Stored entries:
=-=-=-=-=

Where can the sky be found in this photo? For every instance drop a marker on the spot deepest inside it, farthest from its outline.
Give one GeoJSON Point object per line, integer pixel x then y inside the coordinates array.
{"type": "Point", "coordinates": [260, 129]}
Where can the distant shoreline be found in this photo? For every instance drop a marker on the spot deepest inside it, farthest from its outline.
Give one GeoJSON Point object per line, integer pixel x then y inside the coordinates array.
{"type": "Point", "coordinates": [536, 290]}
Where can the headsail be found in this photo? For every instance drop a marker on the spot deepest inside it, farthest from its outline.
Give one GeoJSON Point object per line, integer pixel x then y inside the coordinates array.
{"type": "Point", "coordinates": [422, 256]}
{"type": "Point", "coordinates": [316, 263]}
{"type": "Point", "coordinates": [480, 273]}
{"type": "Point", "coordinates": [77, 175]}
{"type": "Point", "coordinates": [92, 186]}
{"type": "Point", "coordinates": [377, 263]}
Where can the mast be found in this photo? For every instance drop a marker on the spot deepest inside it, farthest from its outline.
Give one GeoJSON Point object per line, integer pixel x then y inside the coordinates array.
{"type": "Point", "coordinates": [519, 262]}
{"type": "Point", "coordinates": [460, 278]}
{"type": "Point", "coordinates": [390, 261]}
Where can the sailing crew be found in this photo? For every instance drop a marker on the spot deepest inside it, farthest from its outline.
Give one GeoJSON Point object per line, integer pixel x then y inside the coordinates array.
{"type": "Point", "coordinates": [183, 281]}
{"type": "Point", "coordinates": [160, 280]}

=-=-=-=-=

#### Directive:
Render as a numbered list the lines from the one containing "Where can the sailing" through the last line above, both included, and leave out any blank lines.

#### Exercise answer:
1. Where can the sailing crew be found in this photo? For every instance drop a marker on the spot deepest inside it, farthest from its outline.
2. Give one GeoJSON Point object per line, integer pixel x then y inside the coordinates array.
3. {"type": "Point", "coordinates": [183, 281]}
4. {"type": "Point", "coordinates": [160, 280]}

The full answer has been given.